> **EXTRAIT DU TEXTE**
■ ■ ■

Exprimez-vous ! L'association Sciences et Démocratie se bat pour donner la parole aux citoyens dans les débats « science société ». Vos messages renforceront notre motivation.

Re: Débat nano sur le thème "éthique et gouvernance" ...

Merci pour ce compte rendu fort interessant.
On se demande parfois comment se positionne certaines associations ...

Re: Débat nano sur le thème "éthique et gouvernance" ...

échanges croisés entre sites de veille surle sujet nano:
un extrait de mes suggestions transmises à la CPDP dans le questionnaire pour le 23 février 2010:

La priorité à la connaissance toxico pour réguler des usages non confinés me semble importante. L'usage de modèles de prédiction de risques peut renouveler les habitudes actuelles (attendre 30 ans d'usage pour voir les dégats dans une population n'est guère tolérable). Utiliser la prédiction et entendre les personnes hypersensibles comme lanceurs d'alerte est-il donc si difficile ? Mais penser co-vigilence ne signifie pas le faire sur argent public. Les industries qui tentent l'aventure et font des bénéfices devraient abonder un fond de prévention servant à faire ces études toxico de façon contradictoire et économe. Plutôt que de refaire des contre-expertises, tantôt sur argent privé, tantôt sur argent public, il serait plus efficient de pratiquer des processus communs avec analyses simultanées dans labos privés et public. Les résultats seraient alors confrontés avec + de chance de voir clair.

■ ■ ■

> **CONSIGNES**
**a)** Pouvez-vous réécrire sous forme de courte liste le paragraphe de l'extrait qui commence par « La priorité à la connaissance toxico », en gardant ses faits principaux ?
**b)** Pouvez-vous recopier sans rien changer, dans l'extrait, le passage allant de « Exprimez-vous ! L'association » jusqu'à « renforceront notre motivation. » ?

Données de pointage sur images:
■ ■ ■

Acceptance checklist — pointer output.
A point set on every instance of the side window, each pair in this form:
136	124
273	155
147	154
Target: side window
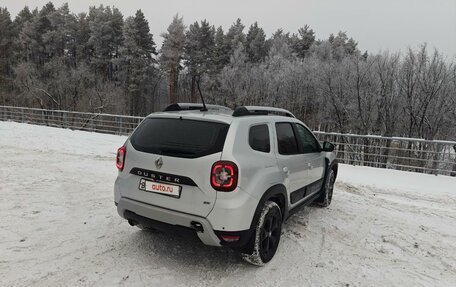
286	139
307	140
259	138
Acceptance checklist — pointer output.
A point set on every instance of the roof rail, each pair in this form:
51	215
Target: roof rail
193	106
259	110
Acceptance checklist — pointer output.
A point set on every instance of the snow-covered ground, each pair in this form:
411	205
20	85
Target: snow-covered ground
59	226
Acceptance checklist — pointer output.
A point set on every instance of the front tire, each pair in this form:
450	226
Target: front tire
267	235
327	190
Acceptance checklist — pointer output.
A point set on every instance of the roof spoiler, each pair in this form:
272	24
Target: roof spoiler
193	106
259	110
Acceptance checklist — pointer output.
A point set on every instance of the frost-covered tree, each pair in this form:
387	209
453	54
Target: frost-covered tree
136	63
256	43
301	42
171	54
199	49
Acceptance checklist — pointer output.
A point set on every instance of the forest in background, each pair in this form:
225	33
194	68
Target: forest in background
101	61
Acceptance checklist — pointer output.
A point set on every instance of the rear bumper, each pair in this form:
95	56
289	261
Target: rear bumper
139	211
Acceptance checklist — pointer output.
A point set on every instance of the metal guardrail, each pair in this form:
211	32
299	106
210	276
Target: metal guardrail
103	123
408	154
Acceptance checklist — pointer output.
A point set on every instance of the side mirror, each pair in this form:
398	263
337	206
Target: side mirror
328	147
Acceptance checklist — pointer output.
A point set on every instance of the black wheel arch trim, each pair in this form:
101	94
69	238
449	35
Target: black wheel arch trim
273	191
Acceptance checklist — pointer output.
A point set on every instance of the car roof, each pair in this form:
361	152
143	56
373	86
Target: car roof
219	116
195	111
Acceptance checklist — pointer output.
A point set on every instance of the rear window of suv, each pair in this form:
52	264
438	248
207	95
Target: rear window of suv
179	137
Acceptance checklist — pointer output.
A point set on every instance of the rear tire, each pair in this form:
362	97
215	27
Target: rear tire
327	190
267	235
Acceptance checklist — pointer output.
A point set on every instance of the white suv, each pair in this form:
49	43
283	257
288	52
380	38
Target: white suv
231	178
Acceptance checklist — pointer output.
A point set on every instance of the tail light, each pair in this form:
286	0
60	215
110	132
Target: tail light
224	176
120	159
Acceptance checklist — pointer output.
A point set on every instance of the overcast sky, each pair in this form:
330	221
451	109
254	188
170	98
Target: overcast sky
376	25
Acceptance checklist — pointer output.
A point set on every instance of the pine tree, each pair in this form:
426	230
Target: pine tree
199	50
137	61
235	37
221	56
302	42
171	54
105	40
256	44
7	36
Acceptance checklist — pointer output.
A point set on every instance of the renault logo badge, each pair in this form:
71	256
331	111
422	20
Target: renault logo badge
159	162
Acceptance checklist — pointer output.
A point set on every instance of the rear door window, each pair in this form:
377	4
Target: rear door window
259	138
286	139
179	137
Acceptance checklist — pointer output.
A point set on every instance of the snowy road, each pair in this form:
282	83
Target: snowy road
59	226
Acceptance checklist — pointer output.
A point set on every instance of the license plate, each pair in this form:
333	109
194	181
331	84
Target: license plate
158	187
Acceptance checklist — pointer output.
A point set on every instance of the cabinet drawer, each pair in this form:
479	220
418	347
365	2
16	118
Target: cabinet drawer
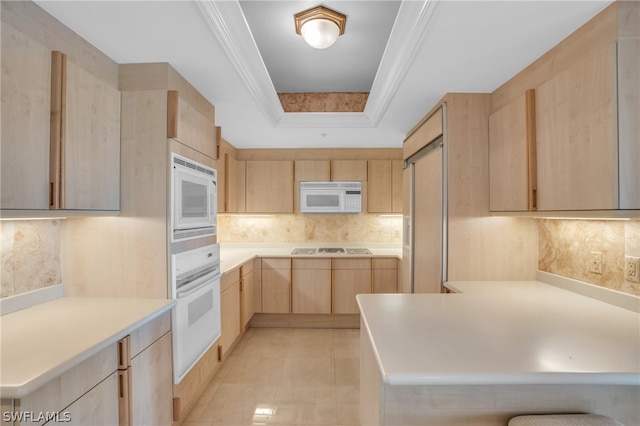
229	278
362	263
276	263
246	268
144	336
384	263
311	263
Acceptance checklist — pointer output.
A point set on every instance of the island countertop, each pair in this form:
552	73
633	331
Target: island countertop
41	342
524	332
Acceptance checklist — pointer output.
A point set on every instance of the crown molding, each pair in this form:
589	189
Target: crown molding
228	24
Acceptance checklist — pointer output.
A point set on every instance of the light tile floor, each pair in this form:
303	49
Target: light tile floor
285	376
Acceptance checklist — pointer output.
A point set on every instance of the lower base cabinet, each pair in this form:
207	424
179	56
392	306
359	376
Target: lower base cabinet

■ ■ ■

> **CORRIGÉ**
**a)**
- Donner la priorité à la connaissance toxicologique pour réguler les usages non confinés.
- Recourir à des modèles de prédiction des risques plutôt qu'attendre 30 ans d'usage pour constater les dégâts dans une population, et entendre les personnes hypersensibles comme lanceurs d'alerte.
- Ne pas financer la co-vigilance sur argent public : les industries qui font des bénéfices devraient abonder un fonds de prévention pour des études toxicologiques contradictoires et économes.
- Plutôt que des contre-expertises tantôt privées, tantôt publiques, mettre en place des processus communs avec analyses simultanées dans des laboratoires privés et publics, afin de confronter les résultats.

**b)**
Exprimez-vous ! L'association Sciences et Démocratie se bat pour donner la parole aux citoyens dans les débats « science société ». Vos messages renforceront notre motivation.